▶ **Stated problem 1**:
Rewrite the forum thread on asking for photos in Chinese from the words "Hey again, maghanish!" through "for me? 可以幫我關燈嗎?", substituting "pattern" for "construction".
▶ **Stated problem 2**:
Render the records from the first one through the line that contains "[(43, 137), (142, 121)]" as a two-column CSV with the headers request and answer. Make one row per request, put each field in quotes, and turn line breaks into spaces.

— begin Supplied text —

# Who took that photo of you?



## maghanish2

大家好！

我想知道用中文怎麼說這兩個句話。

誰給你拍了那張照片。 - Who took that photo of you?

請問， 能給我拍張照片嗎？  - Can you take a picture of me?

我希望你們懂我的問題。  請改正我的錯誤。

謝謝你們！


----------



## viajero_canjeado

我大概會說：
這張照片，誰幫你拍的? Who took this photo? I think it'd be better to just make sure the person knows what photo you're referring to and then leave out the "of you" part.
你可以幫我拍照片嗎? Would you mind taking a picture for me?


----------



## maghanish2

Thanks for the response!  So in Chinese it isn't necessary to specify that you want the person to take a picture of you?  It's enough to just say take one FOR me?


----------



## viajero_canjeado

Hey again, maghanish!

The 幫我做什麼 construction is very often used, so it would be a good idea to familiarize yourself with it.  It's often expressed "do something for me" in English:

Can you turn off the lights for me? 可以幫我關燈嗎?
Hand me the remote, please. 幫我拿著遙控器。

If you think about it, most of the time we ask people to "take a picture of me/us", it's actually pretty obvious what you want the picture taken of. I mean, tourists wouldn't ask someone on the street to photograph pretty flowers on their behalf, would they? The tourists could take those pictures themselves.

— end Supplied text —
— begin Extracted information —

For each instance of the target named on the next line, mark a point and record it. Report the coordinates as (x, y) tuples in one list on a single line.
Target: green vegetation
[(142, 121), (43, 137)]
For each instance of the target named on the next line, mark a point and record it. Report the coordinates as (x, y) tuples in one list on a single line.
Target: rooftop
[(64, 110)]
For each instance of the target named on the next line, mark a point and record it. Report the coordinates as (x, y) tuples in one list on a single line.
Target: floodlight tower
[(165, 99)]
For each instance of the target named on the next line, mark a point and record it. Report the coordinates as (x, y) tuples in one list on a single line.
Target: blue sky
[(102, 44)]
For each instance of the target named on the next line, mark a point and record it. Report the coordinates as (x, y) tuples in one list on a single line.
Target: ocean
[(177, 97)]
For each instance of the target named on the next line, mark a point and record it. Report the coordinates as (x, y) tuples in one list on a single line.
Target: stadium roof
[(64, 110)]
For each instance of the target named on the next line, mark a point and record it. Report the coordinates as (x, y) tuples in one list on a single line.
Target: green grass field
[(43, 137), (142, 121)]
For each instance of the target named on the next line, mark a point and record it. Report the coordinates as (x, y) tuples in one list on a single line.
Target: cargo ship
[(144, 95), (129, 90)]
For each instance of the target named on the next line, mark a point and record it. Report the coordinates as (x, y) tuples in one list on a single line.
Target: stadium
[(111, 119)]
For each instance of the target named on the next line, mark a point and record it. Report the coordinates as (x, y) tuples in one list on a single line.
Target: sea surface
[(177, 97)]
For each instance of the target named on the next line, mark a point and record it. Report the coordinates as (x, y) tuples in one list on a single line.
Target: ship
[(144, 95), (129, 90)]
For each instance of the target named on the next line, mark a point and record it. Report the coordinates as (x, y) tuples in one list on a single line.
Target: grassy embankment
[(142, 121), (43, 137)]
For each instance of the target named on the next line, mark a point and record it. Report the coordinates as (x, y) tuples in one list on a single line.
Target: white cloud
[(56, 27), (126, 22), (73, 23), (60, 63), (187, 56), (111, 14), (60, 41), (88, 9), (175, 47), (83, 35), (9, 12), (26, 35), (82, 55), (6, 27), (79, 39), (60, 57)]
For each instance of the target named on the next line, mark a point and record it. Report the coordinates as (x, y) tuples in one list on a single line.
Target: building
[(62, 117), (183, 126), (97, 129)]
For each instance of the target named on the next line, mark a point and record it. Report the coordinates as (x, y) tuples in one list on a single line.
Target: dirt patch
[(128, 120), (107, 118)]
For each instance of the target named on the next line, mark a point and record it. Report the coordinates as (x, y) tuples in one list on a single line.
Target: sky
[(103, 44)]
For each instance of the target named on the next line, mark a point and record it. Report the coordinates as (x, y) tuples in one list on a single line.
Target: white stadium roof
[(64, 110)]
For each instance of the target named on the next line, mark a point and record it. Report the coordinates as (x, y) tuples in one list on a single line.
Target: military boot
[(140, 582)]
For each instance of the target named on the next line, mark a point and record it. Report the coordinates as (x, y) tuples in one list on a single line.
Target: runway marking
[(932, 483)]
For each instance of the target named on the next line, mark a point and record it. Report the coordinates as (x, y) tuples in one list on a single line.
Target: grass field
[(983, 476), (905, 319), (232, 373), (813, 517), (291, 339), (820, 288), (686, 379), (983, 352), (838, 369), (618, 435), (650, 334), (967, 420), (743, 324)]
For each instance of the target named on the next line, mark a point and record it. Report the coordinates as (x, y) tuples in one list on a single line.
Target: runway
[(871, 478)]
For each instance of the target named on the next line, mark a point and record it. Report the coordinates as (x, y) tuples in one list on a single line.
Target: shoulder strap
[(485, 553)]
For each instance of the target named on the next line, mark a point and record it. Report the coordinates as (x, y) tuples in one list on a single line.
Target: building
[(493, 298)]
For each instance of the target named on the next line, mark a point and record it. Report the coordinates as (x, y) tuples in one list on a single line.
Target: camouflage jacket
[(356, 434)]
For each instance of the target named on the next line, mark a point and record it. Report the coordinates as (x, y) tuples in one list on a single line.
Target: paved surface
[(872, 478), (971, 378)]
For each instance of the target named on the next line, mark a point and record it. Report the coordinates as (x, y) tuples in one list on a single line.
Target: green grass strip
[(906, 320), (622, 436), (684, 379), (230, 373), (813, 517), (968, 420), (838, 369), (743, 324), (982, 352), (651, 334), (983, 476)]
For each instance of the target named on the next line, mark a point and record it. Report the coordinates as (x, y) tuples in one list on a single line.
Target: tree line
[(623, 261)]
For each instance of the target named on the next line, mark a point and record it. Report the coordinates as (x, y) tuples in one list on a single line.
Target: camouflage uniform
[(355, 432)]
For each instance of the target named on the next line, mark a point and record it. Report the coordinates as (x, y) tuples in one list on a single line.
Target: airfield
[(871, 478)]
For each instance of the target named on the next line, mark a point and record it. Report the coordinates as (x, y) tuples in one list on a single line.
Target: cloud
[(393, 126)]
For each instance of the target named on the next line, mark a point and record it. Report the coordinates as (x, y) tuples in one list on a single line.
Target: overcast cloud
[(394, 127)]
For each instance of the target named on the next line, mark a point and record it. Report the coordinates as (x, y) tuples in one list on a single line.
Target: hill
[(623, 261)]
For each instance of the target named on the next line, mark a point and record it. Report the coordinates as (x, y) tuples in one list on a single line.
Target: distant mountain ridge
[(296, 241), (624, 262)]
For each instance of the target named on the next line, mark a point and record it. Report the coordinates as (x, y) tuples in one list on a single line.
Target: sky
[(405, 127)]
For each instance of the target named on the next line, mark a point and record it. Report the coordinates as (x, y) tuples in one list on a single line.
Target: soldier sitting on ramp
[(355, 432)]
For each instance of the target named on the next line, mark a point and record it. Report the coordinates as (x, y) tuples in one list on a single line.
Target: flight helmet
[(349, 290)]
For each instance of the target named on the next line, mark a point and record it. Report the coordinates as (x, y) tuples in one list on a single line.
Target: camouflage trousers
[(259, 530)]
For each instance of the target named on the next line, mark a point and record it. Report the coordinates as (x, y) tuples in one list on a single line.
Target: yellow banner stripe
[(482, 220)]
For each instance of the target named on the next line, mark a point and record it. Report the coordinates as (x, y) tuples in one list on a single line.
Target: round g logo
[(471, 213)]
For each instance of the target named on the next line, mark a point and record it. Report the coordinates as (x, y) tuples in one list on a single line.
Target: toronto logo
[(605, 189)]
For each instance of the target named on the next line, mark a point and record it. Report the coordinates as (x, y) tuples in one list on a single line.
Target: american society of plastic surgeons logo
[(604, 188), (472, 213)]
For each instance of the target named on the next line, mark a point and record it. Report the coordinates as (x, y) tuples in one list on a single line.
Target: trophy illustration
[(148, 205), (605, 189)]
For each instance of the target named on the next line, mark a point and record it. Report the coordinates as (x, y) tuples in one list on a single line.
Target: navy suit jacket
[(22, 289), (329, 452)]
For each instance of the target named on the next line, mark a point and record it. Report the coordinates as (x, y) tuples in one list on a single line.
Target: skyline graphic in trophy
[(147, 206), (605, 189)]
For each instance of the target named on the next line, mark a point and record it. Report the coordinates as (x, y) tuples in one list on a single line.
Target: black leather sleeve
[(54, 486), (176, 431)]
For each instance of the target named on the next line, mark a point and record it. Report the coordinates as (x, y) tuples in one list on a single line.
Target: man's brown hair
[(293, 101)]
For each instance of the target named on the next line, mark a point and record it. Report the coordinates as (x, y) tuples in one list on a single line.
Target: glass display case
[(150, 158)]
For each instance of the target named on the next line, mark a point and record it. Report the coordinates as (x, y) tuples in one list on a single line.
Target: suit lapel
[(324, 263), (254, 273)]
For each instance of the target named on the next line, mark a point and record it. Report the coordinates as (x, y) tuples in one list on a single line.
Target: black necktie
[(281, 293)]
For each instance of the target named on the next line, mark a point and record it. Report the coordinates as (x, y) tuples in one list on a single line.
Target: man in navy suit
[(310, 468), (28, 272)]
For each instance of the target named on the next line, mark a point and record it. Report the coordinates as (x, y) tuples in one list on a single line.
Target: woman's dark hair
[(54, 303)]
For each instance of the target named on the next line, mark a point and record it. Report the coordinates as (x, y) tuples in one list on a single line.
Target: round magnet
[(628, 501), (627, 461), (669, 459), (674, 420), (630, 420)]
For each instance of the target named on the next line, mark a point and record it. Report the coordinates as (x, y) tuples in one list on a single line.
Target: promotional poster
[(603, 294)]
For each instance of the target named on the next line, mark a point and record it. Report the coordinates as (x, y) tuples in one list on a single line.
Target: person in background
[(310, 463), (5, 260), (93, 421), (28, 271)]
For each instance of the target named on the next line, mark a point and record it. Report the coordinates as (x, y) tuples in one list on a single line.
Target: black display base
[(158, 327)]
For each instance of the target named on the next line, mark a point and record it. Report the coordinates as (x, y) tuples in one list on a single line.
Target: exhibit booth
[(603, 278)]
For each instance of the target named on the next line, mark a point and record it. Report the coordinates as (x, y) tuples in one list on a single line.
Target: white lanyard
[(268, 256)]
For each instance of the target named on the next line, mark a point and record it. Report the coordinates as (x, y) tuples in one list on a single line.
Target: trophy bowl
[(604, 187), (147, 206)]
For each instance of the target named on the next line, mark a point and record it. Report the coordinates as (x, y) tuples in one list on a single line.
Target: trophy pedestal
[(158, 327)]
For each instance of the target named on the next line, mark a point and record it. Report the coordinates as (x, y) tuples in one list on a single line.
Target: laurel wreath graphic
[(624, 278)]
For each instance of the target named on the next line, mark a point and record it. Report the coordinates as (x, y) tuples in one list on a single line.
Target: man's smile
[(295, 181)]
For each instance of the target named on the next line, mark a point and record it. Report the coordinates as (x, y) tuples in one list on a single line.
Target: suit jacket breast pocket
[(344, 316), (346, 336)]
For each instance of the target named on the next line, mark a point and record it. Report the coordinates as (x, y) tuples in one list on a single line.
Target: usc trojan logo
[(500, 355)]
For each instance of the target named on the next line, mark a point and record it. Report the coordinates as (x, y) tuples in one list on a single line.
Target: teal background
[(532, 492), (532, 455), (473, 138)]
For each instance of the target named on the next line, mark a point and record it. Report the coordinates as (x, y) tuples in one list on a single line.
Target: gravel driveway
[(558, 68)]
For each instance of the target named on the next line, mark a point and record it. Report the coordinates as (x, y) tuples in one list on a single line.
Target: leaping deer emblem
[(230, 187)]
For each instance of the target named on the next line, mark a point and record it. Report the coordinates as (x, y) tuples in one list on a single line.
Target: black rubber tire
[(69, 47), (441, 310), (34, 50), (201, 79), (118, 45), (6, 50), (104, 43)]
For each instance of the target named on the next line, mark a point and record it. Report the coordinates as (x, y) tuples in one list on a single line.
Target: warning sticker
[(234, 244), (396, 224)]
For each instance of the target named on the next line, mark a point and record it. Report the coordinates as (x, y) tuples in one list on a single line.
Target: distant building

— end Extracted information —

▶ **Worked solution 1**:
Hey again, maghanish!

The 幫我做什麼 pattern is very often used, so it would be a good idea to familiarize yourself with it.  It's often expressed "do something for me" in English:

Can you turn off the lights for me? 可以幫我關燈嗎?

▶ **Worked solution 2**:
request,answer
"For each instance of the target named on the next line, mark a point and record it. Report the coordinates as (x, y) tuples in one list on a single line. Target: green vegetation","[(142, 121), (43, 137)]"
"For each instance of the target named on the next line, mark a point and record it. Report the coordinates as (x, y) tuples in one list on a single line. Target: rooftop","[(64, 110)]"
"For each instance of the target named on the next line, mark a point and record it. Report the coordinates as (x, y) tuples in one list on a single line. Target: floodlight tower","[(165, 99)]"
"For each instance of the target named on the next line, mark a point and record it. Report the coordinates as (x, y) tuples in one list on a single line. Target: blue sky","[(102, 44)]"
"For each instance of the target named on the next line, mark a point and record it. Report the coordinates as (x, y) tuples in one list on a single line. Target: ocean","[(177, 97)]"
"For each instance of the target named on the next line, mark a point and record it. Report the coordinates as (x, y) tuples in one list on a single line. Target: stadium roof","[(64, 110)]"
"For each instance of the target named on the next line, mark a point and record it. Report the coordinates as (x, y) tuples in one list on a single line. Target: green grass field","[(43, 137), (142, 121)]"